Recorded data =>
-------------------------

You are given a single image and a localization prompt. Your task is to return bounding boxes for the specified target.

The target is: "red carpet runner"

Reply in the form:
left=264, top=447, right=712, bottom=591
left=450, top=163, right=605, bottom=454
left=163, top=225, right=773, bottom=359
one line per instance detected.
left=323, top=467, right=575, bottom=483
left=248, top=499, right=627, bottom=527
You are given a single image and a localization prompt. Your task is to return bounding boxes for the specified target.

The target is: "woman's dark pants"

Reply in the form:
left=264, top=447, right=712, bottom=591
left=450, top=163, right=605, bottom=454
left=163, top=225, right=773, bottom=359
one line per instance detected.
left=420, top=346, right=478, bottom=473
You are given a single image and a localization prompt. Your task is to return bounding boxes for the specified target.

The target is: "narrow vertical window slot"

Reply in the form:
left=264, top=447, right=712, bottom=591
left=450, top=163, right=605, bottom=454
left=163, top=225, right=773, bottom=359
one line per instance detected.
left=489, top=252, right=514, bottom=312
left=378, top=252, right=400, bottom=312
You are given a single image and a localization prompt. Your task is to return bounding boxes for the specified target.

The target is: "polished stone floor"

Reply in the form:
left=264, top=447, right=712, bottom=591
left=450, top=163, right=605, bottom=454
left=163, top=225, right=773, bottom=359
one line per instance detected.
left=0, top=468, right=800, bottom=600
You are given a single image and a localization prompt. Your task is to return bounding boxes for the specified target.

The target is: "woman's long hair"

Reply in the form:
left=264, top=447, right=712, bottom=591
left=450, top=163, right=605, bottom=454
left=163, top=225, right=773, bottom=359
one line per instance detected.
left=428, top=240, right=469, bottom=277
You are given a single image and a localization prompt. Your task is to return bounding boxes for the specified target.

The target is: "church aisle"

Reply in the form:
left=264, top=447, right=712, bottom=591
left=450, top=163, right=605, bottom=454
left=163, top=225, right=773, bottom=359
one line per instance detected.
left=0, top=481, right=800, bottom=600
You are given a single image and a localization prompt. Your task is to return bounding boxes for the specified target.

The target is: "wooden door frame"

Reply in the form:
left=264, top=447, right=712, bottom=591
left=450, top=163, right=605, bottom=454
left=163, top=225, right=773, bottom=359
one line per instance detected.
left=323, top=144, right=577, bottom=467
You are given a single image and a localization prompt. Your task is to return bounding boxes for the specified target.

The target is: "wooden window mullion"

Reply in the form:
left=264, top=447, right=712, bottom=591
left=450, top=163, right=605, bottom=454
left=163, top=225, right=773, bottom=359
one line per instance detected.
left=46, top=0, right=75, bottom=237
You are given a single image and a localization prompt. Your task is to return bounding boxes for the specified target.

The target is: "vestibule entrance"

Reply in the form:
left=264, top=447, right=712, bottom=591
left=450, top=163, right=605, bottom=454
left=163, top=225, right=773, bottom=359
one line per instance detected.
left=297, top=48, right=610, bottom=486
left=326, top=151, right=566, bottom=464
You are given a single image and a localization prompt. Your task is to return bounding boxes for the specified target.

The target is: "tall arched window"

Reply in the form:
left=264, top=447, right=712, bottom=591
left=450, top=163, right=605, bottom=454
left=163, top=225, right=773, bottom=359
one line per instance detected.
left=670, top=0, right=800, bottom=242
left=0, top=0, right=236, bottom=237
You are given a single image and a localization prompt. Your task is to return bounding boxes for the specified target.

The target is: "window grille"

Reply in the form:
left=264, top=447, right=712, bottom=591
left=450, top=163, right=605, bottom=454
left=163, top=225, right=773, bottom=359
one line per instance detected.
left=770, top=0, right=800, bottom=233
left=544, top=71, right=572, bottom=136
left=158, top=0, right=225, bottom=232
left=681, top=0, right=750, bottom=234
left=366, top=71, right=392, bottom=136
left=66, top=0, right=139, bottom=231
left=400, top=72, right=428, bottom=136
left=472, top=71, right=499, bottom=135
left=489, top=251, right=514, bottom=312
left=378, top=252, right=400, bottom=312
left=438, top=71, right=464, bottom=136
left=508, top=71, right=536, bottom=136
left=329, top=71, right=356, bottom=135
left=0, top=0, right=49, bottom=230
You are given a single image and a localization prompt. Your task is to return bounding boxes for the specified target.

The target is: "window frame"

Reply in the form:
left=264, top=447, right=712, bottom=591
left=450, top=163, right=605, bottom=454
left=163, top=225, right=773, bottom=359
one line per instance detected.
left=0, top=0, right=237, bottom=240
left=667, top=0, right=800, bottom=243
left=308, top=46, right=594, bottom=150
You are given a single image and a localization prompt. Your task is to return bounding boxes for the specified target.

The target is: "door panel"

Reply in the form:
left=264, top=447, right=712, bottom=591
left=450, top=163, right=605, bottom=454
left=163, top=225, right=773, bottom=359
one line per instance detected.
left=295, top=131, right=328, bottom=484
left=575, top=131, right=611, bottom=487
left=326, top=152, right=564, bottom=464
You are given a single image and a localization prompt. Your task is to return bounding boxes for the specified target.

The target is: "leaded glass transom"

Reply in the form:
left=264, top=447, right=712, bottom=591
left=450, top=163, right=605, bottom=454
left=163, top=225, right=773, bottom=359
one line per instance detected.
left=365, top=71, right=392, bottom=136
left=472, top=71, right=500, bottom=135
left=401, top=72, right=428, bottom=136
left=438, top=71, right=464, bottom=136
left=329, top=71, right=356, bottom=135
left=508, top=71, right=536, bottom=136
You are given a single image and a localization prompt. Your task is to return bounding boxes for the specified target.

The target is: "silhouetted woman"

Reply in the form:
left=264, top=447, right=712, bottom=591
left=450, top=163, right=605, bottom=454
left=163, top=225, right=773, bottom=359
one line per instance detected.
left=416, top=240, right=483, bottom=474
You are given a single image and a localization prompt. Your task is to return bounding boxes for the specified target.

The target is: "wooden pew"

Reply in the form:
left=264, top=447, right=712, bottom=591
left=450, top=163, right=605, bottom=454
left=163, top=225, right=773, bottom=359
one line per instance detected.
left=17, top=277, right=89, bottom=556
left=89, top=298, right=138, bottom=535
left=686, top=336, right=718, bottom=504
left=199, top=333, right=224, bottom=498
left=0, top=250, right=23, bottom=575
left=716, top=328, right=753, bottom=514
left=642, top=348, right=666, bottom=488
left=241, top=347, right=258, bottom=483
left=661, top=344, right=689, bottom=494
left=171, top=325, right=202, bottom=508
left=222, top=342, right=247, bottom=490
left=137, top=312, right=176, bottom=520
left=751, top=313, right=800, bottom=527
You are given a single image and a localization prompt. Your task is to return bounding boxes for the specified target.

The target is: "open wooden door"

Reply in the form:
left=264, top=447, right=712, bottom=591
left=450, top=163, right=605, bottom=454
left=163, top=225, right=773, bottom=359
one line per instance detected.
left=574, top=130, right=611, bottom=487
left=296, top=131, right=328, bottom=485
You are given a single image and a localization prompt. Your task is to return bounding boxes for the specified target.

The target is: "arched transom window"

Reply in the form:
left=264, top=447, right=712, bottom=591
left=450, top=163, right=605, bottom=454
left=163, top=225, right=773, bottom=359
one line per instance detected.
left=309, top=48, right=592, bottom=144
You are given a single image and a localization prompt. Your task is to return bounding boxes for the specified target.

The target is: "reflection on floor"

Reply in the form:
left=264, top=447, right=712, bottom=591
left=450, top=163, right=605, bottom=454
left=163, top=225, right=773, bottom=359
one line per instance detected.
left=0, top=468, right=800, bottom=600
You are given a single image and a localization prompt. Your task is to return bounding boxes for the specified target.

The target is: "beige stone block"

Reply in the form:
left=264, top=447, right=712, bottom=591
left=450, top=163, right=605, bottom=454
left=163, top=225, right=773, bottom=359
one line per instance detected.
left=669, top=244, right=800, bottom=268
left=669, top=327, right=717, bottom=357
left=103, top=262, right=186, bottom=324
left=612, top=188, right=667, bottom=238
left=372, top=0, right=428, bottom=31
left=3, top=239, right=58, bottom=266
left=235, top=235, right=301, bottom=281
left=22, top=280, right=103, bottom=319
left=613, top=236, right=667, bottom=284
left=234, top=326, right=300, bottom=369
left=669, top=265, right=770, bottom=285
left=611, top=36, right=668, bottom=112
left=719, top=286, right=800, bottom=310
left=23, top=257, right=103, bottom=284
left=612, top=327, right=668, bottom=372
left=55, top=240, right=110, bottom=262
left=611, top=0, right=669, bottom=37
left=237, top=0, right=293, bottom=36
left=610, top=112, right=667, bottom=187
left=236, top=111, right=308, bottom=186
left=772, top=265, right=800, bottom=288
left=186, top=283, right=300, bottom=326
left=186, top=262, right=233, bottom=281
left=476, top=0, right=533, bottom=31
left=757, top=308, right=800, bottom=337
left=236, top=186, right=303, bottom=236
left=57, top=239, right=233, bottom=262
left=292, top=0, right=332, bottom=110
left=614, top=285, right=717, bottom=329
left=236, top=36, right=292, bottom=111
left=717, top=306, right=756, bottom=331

-------------------------

Extract the lines of the listing above, beginning at its first line and continuing through the line that contains "left=420, top=346, right=478, bottom=473", with both ends included. Reproduce them unchanged.

FINAL RESULT =>
You are given a single image and a localization prompt. Your task is to return bounding boxes for the specified target.

The target is: "red carpet runner"

Reply in the form:
left=264, top=447, right=712, bottom=591
left=450, top=163, right=605, bottom=454
left=163, top=225, right=773, bottom=359
one line per instance detected.
left=323, top=467, right=575, bottom=483
left=248, top=499, right=627, bottom=527
You are given a single image and a localization prompt. Your task is to return bounding boxes for the specified target.

The target is: "woman's dark pants"

Reply in the form:
left=264, top=447, right=712, bottom=591
left=450, top=163, right=605, bottom=454
left=163, top=225, right=773, bottom=359
one line per instance detected.
left=420, top=346, right=478, bottom=473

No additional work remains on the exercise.